(Some entries)
──────────────────────────────
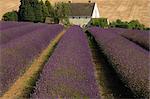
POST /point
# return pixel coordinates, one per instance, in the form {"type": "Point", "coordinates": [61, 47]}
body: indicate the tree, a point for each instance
{"type": "Point", "coordinates": [61, 12]}
{"type": "Point", "coordinates": [26, 11]}
{"type": "Point", "coordinates": [49, 8]}
{"type": "Point", "coordinates": [10, 16]}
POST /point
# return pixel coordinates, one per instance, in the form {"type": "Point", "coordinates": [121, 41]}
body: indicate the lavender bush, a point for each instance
{"type": "Point", "coordinates": [139, 37]}
{"type": "Point", "coordinates": [129, 60]}
{"type": "Point", "coordinates": [19, 53]}
{"type": "Point", "coordinates": [13, 33]}
{"type": "Point", "coordinates": [69, 72]}
{"type": "Point", "coordinates": [11, 24]}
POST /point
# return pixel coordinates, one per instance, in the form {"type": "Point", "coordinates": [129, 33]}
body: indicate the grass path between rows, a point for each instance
{"type": "Point", "coordinates": [24, 86]}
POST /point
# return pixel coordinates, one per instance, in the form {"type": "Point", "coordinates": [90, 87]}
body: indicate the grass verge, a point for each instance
{"type": "Point", "coordinates": [22, 88]}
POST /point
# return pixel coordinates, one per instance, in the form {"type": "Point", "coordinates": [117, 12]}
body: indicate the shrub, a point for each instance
{"type": "Point", "coordinates": [10, 16]}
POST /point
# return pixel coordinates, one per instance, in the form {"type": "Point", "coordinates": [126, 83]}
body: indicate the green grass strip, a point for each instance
{"type": "Point", "coordinates": [23, 87]}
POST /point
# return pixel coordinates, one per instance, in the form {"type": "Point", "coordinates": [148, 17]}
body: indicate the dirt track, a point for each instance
{"type": "Point", "coordinates": [113, 9]}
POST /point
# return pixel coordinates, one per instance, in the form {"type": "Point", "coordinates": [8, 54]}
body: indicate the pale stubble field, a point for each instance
{"type": "Point", "coordinates": [112, 9]}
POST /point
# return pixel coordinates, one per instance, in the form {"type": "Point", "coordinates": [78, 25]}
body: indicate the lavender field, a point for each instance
{"type": "Point", "coordinates": [19, 53]}
{"type": "Point", "coordinates": [129, 60]}
{"type": "Point", "coordinates": [70, 71]}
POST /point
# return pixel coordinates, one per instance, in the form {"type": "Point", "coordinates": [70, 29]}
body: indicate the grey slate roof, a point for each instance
{"type": "Point", "coordinates": [81, 9]}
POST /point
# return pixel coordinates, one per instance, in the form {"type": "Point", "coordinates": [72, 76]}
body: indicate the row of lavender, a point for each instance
{"type": "Point", "coordinates": [69, 72]}
{"type": "Point", "coordinates": [128, 59]}
{"type": "Point", "coordinates": [19, 53]}
{"type": "Point", "coordinates": [142, 38]}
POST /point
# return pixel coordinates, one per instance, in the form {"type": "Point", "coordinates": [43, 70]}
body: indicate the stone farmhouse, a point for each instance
{"type": "Point", "coordinates": [82, 13]}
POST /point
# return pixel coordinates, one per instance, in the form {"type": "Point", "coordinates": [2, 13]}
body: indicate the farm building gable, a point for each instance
{"type": "Point", "coordinates": [81, 9]}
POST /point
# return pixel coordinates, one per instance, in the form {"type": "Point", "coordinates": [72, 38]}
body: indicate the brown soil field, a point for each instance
{"type": "Point", "coordinates": [112, 9]}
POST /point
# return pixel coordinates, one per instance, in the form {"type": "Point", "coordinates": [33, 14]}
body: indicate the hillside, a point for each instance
{"type": "Point", "coordinates": [113, 9]}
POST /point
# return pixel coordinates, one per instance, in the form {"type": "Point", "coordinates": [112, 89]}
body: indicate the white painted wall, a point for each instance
{"type": "Point", "coordinates": [96, 13]}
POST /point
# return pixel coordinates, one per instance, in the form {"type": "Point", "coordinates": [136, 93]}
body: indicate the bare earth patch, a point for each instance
{"type": "Point", "coordinates": [113, 9]}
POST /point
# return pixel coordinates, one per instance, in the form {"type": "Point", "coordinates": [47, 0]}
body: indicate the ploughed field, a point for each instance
{"type": "Point", "coordinates": [44, 61]}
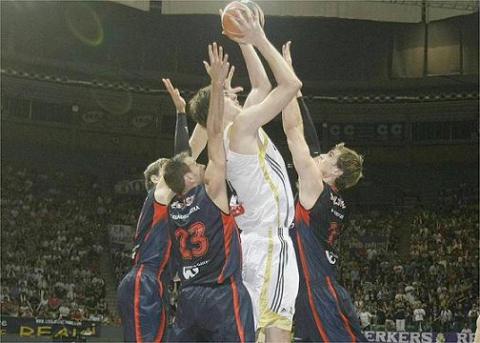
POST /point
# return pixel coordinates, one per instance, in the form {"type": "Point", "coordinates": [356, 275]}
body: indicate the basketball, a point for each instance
{"type": "Point", "coordinates": [228, 24]}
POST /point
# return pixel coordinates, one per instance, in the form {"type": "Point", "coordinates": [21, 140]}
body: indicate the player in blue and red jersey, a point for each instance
{"type": "Point", "coordinates": [213, 304]}
{"type": "Point", "coordinates": [323, 311]}
{"type": "Point", "coordinates": [142, 294]}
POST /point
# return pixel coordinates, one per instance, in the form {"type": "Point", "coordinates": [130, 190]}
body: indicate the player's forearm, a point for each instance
{"type": "Point", "coordinates": [181, 134]}
{"type": "Point", "coordinates": [291, 117]}
{"type": "Point", "coordinates": [282, 72]}
{"type": "Point", "coordinates": [310, 131]}
{"type": "Point", "coordinates": [198, 140]}
{"type": "Point", "coordinates": [256, 72]}
{"type": "Point", "coordinates": [215, 112]}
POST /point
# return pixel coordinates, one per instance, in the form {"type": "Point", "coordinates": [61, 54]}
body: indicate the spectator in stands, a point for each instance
{"type": "Point", "coordinates": [365, 319]}
{"type": "Point", "coordinates": [419, 316]}
{"type": "Point", "coordinates": [400, 315]}
{"type": "Point", "coordinates": [446, 319]}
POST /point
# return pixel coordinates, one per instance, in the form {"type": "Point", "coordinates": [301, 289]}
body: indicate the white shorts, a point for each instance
{"type": "Point", "coordinates": [270, 274]}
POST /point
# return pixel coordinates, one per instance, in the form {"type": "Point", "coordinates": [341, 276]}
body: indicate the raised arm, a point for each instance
{"type": "Point", "coordinates": [198, 141]}
{"type": "Point", "coordinates": [309, 176]}
{"type": "Point", "coordinates": [259, 81]}
{"type": "Point", "coordinates": [215, 172]}
{"type": "Point", "coordinates": [252, 118]}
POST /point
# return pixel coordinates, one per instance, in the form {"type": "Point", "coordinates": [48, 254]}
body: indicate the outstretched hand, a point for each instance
{"type": "Point", "coordinates": [248, 23]}
{"type": "Point", "coordinates": [177, 99]}
{"type": "Point", "coordinates": [218, 67]}
{"type": "Point", "coordinates": [228, 83]}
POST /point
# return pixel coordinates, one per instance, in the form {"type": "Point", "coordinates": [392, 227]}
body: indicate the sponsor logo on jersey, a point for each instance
{"type": "Point", "coordinates": [192, 271]}
{"type": "Point", "coordinates": [184, 203]}
{"type": "Point", "coordinates": [186, 215]}
{"type": "Point", "coordinates": [337, 214]}
{"type": "Point", "coordinates": [337, 201]}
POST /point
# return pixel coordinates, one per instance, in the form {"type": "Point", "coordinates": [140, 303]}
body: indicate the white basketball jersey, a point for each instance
{"type": "Point", "coordinates": [262, 185]}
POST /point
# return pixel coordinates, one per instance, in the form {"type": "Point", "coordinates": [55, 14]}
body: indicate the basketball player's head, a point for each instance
{"type": "Point", "coordinates": [341, 166]}
{"type": "Point", "coordinates": [198, 106]}
{"type": "Point", "coordinates": [182, 173]}
{"type": "Point", "coordinates": [153, 173]}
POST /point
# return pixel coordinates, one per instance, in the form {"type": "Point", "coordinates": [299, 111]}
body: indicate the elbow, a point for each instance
{"type": "Point", "coordinates": [266, 87]}
{"type": "Point", "coordinates": [293, 86]}
{"type": "Point", "coordinates": [297, 84]}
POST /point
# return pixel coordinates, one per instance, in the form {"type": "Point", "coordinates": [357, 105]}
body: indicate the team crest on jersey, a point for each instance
{"type": "Point", "coordinates": [184, 203]}
{"type": "Point", "coordinates": [236, 208]}
{"type": "Point", "coordinates": [190, 272]}
{"type": "Point", "coordinates": [331, 257]}
{"type": "Point", "coordinates": [336, 200]}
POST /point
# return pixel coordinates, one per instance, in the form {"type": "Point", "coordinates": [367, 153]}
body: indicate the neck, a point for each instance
{"type": "Point", "coordinates": [163, 194]}
{"type": "Point", "coordinates": [331, 182]}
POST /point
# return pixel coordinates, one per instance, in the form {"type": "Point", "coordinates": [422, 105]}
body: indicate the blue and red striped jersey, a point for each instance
{"type": "Point", "coordinates": [152, 244]}
{"type": "Point", "coordinates": [315, 233]}
{"type": "Point", "coordinates": [206, 241]}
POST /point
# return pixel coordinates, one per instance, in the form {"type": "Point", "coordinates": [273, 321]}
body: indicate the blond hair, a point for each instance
{"type": "Point", "coordinates": [153, 169]}
{"type": "Point", "coordinates": [351, 164]}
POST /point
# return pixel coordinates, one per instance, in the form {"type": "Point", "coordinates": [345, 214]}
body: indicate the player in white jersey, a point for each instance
{"type": "Point", "coordinates": [257, 172]}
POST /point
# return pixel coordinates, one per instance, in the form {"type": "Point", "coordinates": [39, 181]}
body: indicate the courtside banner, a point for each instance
{"type": "Point", "coordinates": [418, 337]}
{"type": "Point", "coordinates": [55, 328]}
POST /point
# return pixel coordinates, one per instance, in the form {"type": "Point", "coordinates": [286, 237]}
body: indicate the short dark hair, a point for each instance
{"type": "Point", "coordinates": [153, 169]}
{"type": "Point", "coordinates": [198, 105]}
{"type": "Point", "coordinates": [174, 171]}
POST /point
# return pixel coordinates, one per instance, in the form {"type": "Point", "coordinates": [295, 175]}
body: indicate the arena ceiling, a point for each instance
{"type": "Point", "coordinates": [403, 11]}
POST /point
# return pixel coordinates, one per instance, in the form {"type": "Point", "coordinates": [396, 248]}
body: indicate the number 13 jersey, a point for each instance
{"type": "Point", "coordinates": [206, 243]}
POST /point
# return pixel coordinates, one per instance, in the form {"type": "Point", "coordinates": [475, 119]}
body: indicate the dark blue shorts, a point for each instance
{"type": "Point", "coordinates": [220, 313]}
{"type": "Point", "coordinates": [324, 313]}
{"type": "Point", "coordinates": [144, 317]}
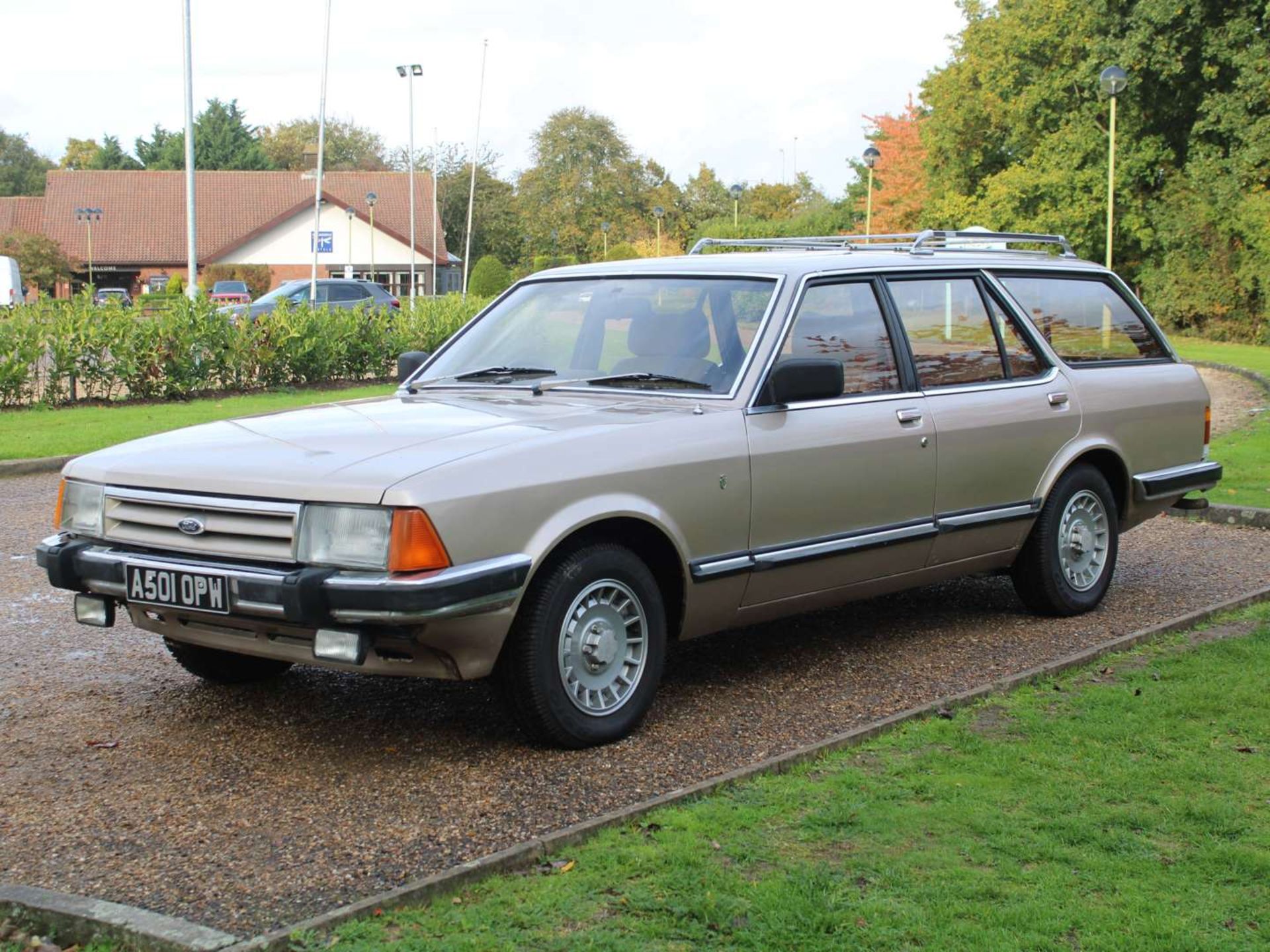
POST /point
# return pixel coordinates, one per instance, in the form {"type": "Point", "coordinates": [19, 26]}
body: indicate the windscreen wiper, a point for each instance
{"type": "Point", "coordinates": [501, 371]}
{"type": "Point", "coordinates": [506, 372]}
{"type": "Point", "coordinates": [620, 380]}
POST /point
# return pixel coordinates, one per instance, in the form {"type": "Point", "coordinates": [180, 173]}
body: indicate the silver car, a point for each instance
{"type": "Point", "coordinates": [614, 456]}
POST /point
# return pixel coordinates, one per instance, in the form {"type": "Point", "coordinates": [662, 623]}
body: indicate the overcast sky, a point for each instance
{"type": "Point", "coordinates": [724, 83]}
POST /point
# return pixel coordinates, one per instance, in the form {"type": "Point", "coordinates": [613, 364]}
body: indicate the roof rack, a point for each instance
{"type": "Point", "coordinates": [916, 243]}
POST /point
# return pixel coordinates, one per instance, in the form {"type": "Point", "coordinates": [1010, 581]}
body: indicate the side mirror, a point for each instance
{"type": "Point", "coordinates": [804, 379]}
{"type": "Point", "coordinates": [409, 362]}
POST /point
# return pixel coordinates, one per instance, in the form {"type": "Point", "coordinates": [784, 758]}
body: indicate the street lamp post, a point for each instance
──────────────────────────────
EXERCISE
Find and copy every line of the entries above that contains the word "blue". Matching is case-sensitive.

SOLVED EXERCISE
body: indicate the player in blue and red jersey, a point for each instance
body: indicate the blue and red striped jersey, a point for each instance
body: indicate the dark blue shorts, a point for each instance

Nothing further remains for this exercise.